GIVEN PROBLEM:
Continue the essay comparing founders to athletes and artists, starting right after its last paragraph.

EXCERPT TO READ:
━━━━━━

Do you have the scrappiness of an athlete or the creative vision of an artist?
By Cheryl Yeoh (Co-Founder & CEO, Reclip.It)
I’ve come to observe that there are usually two kinds of founders – athletes or artists. Ideally, you’re some composition of the two. And even if you’re not a real life athlete or artist, there are interesting comparisons to be drawn from these groups that will make you a better entrepreneur.
Athletes have to go through long, brutal hours of training. They have to be so focused when competing and mentally strong. They usually do only one thing but do them really really well. They are dedicated in their profession and always striving for perfection. They’re one of the most disciplined people on earth and they never give up.
This keeps me motivated every time I’m spinning at the gym. As a former athlete, I usually try to cycle harder than everyone else, even when I’m exhausted. Even when the instructor never showed up and half the class has gone home, the few of us who stay back will put on our own music and spin harder than when our instructor was around, and even when no one is looking.
Athletes are doing it for themselves, not others. They do it to better their timing, jump higher, swim faster, push harder, or be more accurate… to set a personal record. They push their bodies to the limits and understand that it’s a state of mind. They understand that they are in control of their minds and that is one of the most important factors that separates the good athlete from the great athlete.
Sometimes I look back to my high school college years and see those qualities that I carry in the sparring ring come out in my startup. When you get kicked or fall down, you get up immediately, no matter how painful it feels. You almost have to ignore the blood and bruises, and keep going even when you’re injured (this explains why I have a high tolerance for pain and it’s easier for me to block out setbacks in my startup and march forward).
Being an athlete trains you to some extent to be bullish and immune to big blows, because you know they’re inevitable. You just have to be on guard and try to minimize them. And attack when the opportunity is right. You also have to stay so focused on the target because your opponent may beat you to death if you’re caught off guard (well, maybe just a lose a match). People around will keep cheering on you, which is motivating but usually a blur. Sometimes you win, sometimes you lose. But you train harder so you don’t get your ass kicked and you train until you win more matches than you lose them.
In short, athletes have persistence, grit and focus. They are usually motivated by personal achievement. Are you an “athlete” entrepreneur?
Artists tend to be more creative visionaries. And by artists, I mean painters, musicians, actors, singers, or any profession that produces an art form to inspire an audience. They start with a blank canvas, and have to decide what to paint, what colors to use, what size a painting, what perspective. Do you copy another painting? Do you originate it? Or do you copy AND improvise it?
Artists tend to set out with an idea of the end goal, although they’re not bound by it. They often let the brushes and colors take a life of its own and the ultimate result is a mastery that is influenced by the journey. I think it’s quite brilliant and artist-type founders tend to breed innovation and allow room for positive changes to happen.
From another perspective, I also think that artists make really good engineers. Like an architect, an engineer has to know what the end goal is and create logical foundations that will support the desired returns. They have the freedom to use different technologies that will support their getting there.

━━━━━━

DATASET SECTION:
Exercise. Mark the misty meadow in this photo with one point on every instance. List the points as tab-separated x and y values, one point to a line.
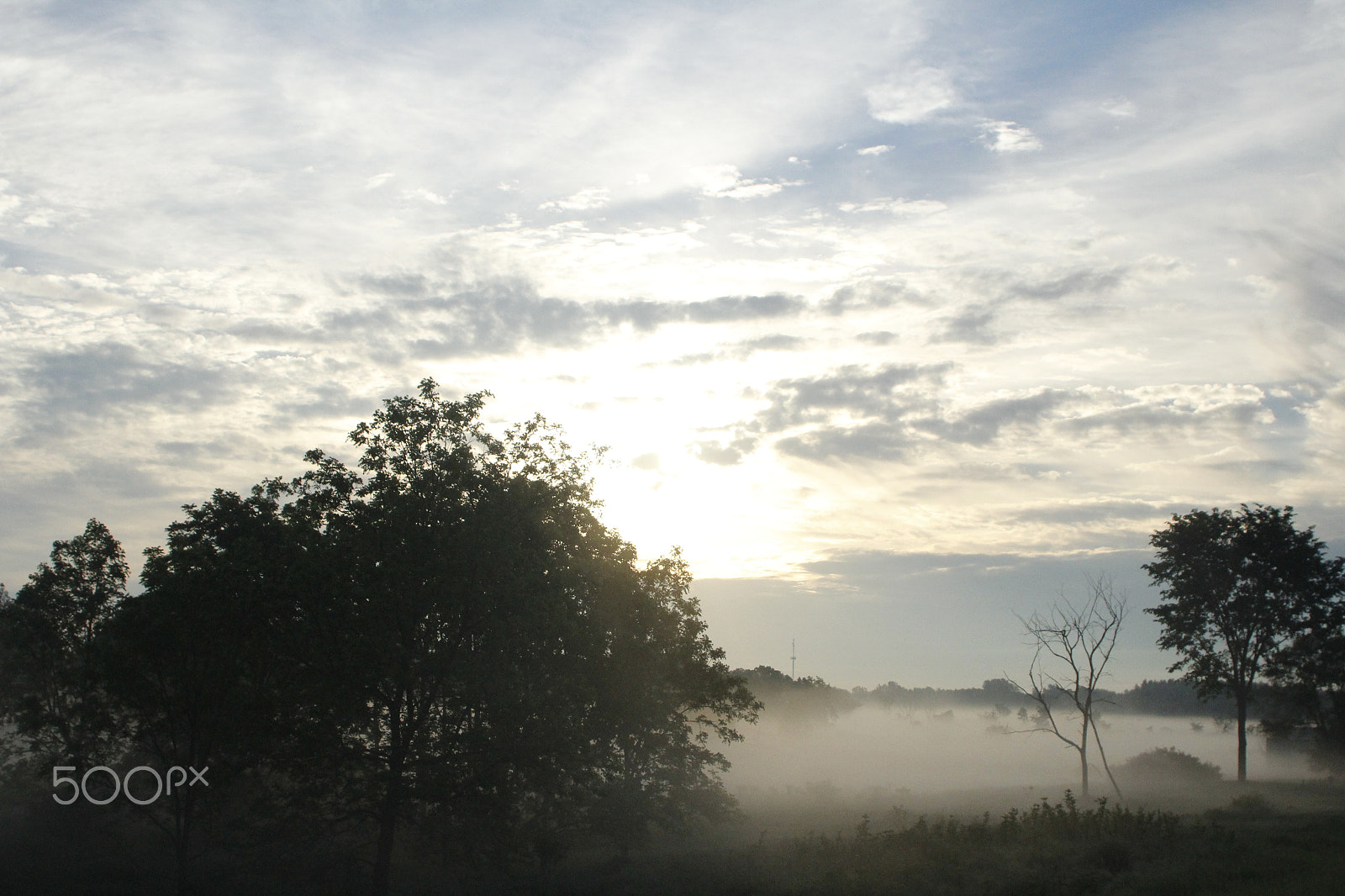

━━━━━━

ANSWER TO THE PROBLEM:
As a painter myself, I notice myself often “borrowing” from my favorite paintings. I like the challenge of reproducing something seemingly difficult to reproduce and showing that I too, can be a great master artist. I’m more of an artist that gets my inspiration from other paintings and add my personal flavors to it. At the moment, I am not originating because I want to learn from the best first. And then one day, when I’ve finally found my signature painting style, I will originate.
In short, artists are resourceful, inventive and visionaries. They are usually motivated by the creation of something for the enjoyment and benefit of others. They want to inspire others with their work and hopefully leave a legacy in doing so. Are you an “artist” entrepreneur?
What Am I?
Given that I’ve been both an athlete and artist in real life, I think I’m 60% an athlete entrepreneur and 40% an artist founder. I personally think both traits are important, since you can be the most creative and innovative person on earth, but if you don’t have the persistence to see it through, you may never realize your vision. On the other hand, you can’t blindly run too hard in one direction if it’s the wrong direction in the first place.
An ideal entrepreneur should have the vision to paint what would make their painting gain the most recognition or admiration (which usually translates to more money and fame) but also have the athlete’s determination and patience to practice until you’ve found the right composition for the final masterpiece.
What Type Of Entrepreneur Are You?
Are there other types of comparative founder traits that you’ve been able to observe? Please comment.
This post was originally posted at Startup War Stories from Cheryl Yeoh.
About the guest blogger: Cheryl Yeoh is the Co-Founder & CEO of Reclip.It (formerly CityPockets), a daily deal voucher organizer and secondary marketplace. Cheryl transitioned from management consulting to being a first-time tech entrepreneur in 2010, has since raised a seed round from prominent angel investors and is building a thriving startup in New York City. She hopes to inspire other women to follow their passions and is eager to share her experiences and lessons learned as an entrepreneur. Follow her on Twitter at @cherylyeoh.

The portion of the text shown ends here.